EXERCISE PROMPT: The required output is the lines below from the line containing "Target: trailer rear light" to the line containing "Objective — for every instance of the damaged", inclusive, retyped exactly. No other lines belong in it.

Point-per-instance localization data:
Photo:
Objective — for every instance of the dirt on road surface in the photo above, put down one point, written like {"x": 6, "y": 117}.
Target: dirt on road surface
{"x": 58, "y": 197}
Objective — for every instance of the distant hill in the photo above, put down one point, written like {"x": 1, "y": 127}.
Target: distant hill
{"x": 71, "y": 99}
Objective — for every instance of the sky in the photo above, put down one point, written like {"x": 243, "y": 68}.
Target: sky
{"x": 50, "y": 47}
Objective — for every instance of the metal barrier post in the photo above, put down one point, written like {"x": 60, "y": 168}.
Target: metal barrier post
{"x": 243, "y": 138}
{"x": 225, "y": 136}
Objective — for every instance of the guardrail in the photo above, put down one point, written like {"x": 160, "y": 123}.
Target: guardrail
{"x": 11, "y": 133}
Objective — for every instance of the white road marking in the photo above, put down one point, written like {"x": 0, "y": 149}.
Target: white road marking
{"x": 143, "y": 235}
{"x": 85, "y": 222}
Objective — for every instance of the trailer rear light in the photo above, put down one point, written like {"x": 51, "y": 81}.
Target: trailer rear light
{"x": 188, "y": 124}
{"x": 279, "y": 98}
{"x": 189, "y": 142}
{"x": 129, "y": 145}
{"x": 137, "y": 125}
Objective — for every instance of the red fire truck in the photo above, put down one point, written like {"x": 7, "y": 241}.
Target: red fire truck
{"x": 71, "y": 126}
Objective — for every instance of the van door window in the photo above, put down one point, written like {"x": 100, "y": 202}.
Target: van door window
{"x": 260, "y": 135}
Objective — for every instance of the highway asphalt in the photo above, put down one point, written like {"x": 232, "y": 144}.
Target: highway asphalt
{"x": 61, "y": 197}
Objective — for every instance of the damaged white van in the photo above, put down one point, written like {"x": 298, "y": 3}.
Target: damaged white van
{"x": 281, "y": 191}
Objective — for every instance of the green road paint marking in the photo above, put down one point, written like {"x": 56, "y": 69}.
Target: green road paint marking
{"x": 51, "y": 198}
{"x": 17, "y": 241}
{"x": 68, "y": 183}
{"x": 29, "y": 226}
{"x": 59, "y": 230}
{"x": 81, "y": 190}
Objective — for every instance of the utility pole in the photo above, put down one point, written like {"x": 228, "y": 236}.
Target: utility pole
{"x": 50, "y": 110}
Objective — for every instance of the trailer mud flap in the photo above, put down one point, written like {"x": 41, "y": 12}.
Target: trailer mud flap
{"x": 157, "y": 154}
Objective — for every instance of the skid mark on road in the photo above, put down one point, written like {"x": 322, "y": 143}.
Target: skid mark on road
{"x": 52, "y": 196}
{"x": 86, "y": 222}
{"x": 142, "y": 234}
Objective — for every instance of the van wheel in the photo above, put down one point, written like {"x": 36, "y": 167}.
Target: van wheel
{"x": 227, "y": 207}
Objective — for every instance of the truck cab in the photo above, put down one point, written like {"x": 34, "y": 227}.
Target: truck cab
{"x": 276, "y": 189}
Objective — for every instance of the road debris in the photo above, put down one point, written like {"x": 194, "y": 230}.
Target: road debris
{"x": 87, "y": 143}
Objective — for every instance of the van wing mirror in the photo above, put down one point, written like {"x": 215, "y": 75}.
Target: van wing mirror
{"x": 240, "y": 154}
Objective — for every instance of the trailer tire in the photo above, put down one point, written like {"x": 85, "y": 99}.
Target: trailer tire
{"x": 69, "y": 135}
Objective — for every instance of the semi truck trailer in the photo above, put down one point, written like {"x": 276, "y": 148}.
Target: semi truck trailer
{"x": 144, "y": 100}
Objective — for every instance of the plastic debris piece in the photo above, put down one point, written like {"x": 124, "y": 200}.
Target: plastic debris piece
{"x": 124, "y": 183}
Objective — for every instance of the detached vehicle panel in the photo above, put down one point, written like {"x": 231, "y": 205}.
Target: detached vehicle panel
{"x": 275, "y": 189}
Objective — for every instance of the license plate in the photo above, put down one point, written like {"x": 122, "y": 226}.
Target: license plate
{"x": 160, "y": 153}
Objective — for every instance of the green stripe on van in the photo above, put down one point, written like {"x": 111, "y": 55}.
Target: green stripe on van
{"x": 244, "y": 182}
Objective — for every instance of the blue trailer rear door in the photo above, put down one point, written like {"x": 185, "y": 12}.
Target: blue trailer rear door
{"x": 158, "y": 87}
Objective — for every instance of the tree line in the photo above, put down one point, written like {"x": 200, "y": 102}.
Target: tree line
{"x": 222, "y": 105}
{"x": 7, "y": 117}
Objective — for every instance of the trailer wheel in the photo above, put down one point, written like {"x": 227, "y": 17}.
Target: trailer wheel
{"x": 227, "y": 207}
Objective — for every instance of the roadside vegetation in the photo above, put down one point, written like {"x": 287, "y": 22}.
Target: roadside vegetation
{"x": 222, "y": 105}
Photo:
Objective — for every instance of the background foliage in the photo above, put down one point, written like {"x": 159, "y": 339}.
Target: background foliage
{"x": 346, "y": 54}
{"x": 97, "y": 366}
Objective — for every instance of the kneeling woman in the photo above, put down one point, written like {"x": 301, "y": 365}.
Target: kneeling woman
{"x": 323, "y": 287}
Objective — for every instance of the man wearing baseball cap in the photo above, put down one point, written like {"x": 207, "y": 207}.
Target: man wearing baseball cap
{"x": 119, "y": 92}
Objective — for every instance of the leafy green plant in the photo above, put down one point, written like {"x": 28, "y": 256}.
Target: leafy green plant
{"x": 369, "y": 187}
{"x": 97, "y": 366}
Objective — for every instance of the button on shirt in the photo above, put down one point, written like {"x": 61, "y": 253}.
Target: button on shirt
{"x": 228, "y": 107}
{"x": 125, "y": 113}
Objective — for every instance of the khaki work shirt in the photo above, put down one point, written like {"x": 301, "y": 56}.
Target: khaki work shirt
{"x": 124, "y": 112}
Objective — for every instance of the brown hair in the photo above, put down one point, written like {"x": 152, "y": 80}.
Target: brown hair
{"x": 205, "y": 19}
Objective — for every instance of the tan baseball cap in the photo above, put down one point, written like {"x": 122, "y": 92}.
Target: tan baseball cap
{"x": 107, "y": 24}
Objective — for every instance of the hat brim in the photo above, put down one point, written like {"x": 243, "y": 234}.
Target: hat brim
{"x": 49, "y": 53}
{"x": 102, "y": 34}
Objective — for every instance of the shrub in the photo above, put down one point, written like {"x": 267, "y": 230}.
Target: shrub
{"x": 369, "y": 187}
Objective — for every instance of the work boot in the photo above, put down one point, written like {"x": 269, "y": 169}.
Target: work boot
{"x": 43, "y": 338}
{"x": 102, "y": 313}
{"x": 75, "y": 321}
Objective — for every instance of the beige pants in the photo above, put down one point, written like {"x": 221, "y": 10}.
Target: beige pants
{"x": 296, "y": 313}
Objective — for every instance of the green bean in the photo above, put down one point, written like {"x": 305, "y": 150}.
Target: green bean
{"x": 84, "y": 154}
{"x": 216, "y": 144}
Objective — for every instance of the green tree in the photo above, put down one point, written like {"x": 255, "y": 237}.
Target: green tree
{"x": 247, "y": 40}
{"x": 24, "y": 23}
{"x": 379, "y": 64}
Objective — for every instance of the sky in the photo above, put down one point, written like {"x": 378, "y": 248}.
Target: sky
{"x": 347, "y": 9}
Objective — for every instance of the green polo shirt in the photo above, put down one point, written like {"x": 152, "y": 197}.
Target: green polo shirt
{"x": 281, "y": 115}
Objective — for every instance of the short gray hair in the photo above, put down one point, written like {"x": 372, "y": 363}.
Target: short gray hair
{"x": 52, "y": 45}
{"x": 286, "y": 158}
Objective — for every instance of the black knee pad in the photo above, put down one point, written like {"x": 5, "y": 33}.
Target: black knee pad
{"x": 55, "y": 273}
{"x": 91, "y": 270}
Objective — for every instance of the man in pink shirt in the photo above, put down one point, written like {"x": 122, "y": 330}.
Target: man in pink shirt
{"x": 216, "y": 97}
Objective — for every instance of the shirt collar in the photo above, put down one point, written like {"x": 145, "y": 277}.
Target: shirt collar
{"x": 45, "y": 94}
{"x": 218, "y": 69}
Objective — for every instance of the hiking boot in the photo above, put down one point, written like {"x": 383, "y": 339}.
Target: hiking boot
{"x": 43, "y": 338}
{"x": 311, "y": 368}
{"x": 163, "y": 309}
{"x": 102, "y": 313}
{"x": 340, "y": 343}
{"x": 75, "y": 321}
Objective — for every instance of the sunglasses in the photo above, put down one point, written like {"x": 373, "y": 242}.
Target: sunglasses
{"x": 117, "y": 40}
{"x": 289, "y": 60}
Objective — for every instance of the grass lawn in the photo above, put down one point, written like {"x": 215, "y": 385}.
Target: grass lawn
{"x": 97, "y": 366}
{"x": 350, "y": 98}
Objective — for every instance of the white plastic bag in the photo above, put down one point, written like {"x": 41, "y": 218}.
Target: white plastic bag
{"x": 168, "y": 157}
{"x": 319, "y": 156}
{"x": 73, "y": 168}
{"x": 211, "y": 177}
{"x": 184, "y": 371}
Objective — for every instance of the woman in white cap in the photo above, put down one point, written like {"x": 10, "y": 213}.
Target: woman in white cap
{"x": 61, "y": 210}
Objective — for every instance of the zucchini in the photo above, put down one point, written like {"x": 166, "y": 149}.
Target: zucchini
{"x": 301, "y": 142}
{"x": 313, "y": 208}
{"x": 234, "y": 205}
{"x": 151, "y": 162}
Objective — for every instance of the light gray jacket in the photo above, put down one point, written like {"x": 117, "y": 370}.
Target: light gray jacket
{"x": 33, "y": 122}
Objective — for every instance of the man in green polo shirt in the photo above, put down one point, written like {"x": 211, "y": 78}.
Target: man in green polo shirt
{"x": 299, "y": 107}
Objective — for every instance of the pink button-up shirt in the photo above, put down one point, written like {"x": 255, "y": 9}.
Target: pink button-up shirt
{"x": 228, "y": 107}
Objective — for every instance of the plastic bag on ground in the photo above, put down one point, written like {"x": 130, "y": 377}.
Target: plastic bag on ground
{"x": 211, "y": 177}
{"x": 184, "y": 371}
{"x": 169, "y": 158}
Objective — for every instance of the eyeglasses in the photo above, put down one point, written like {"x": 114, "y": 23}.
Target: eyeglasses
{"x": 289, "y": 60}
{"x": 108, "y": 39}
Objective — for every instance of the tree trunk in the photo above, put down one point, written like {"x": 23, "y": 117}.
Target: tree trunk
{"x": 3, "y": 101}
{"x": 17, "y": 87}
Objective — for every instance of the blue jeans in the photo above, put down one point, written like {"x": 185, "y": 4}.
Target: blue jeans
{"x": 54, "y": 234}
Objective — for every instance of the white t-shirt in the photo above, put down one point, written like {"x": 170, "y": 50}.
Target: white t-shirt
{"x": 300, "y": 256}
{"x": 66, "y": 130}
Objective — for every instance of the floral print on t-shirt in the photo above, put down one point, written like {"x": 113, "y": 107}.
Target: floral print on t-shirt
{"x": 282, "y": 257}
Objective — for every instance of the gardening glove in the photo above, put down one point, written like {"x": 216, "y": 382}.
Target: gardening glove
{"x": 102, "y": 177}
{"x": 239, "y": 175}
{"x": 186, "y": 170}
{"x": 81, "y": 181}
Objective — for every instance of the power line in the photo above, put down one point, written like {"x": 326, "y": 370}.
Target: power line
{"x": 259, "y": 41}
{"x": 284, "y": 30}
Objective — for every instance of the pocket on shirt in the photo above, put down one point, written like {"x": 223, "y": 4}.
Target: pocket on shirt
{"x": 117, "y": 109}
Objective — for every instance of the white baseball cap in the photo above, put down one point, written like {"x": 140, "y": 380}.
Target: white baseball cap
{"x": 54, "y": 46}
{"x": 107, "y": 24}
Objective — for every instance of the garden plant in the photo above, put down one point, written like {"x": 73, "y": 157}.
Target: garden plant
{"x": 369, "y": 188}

COMPLETED TASK:
Target: trailer rear light
{"x": 188, "y": 124}
{"x": 279, "y": 98}
{"x": 189, "y": 142}
{"x": 129, "y": 145}
{"x": 137, "y": 125}
Objective — for every instance of the red fire truck in the photo above, put down one point, written like {"x": 7, "y": 241}.
Target: red fire truck
{"x": 71, "y": 126}
Objective — for every instance of the van door window in the photo above, put down one point, written like {"x": 100, "y": 202}.
Target: van door window
{"x": 260, "y": 135}
Objective — for every instance of the highway asphalt in the photo above, put down one point, written like {"x": 232, "y": 144}.
Target: highway asphalt
{"x": 61, "y": 197}
Objective — for every instance of the damaged white van in the photo above, put down one point, written like {"x": 298, "y": 3}.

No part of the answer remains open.